§ What this task involves
Reproduce each of the entries below word for word, with nothing changed.

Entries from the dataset
···

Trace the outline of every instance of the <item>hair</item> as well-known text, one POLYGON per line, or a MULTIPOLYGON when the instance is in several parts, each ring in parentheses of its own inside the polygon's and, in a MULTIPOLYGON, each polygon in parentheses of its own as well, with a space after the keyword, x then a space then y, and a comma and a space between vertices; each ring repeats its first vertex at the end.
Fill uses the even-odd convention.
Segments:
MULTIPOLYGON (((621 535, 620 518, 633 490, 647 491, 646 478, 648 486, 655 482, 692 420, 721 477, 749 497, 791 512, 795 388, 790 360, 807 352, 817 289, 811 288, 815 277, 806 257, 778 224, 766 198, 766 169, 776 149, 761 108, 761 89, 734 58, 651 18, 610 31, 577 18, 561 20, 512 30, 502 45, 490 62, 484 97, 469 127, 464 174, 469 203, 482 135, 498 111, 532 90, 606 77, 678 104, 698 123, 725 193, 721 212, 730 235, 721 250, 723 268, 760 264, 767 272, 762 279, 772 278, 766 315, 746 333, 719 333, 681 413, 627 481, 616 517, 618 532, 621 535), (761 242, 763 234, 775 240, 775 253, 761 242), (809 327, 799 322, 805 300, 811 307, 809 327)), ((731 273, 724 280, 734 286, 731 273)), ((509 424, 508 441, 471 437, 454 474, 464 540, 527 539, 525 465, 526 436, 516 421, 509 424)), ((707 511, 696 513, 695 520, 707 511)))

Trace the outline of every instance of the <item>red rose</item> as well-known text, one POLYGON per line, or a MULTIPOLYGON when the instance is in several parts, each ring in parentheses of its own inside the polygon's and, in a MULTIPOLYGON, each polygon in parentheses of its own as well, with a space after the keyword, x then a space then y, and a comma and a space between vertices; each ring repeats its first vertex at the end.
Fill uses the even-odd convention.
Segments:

···

§ Result below
Trace the outline of every instance of the <item>hair</item> as well-known text, one POLYGON per line, or a MULTIPOLYGON when the instance is in several parts, each ring in parentheses of its own inside the polygon's and, in a MULTIPOLYGON, each polygon in parentheses of its own as well, with a space after the keyword, x then a space then y, and a comma and a space between vertices; each ring repeats its first vertex at the end.
Fill uses the even-odd convention.
Segments:
MULTIPOLYGON (((621 535, 620 518, 633 490, 647 491, 646 478, 648 486, 655 482, 692 420, 721 477, 749 497, 791 512, 795 388, 790 360, 807 352, 817 289, 811 288, 815 277, 806 257, 778 224, 766 198, 766 169, 776 149, 761 108, 761 89, 734 58, 651 18, 610 31, 577 18, 561 20, 512 30, 502 45, 490 62, 484 97, 469 127, 464 174, 469 203, 482 135, 498 111, 532 90, 606 77, 678 104, 698 123, 725 193, 721 212, 730 235, 721 250, 723 268, 760 264, 767 272, 762 279, 772 278, 766 315, 746 333, 719 333, 681 413, 627 481, 616 517, 618 532, 621 535), (761 242, 763 234, 775 240, 775 253, 761 242), (809 327, 799 322, 805 300, 811 307, 809 327)), ((731 273, 724 280, 734 286, 731 273)), ((509 424, 508 441, 471 437, 454 474, 464 540, 527 539, 525 465, 526 436, 516 421, 509 424)), ((707 511, 696 513, 695 520, 707 511)))

Trace the outline of every instance of the <item>red rose</item> as well-known text, one POLYGON per line, or a MULTIPOLYGON when the instance is in several parts, each ring in parentheses of its own inside the polygon's and, in a MULTIPOLYGON, each polygon in parentheses of its own as well, with a space after the keyword, x then a space then y, and a comma and a space between vertices; each ring repeats its first vertex at the end.
Fill uses the even-odd convention.
Segments:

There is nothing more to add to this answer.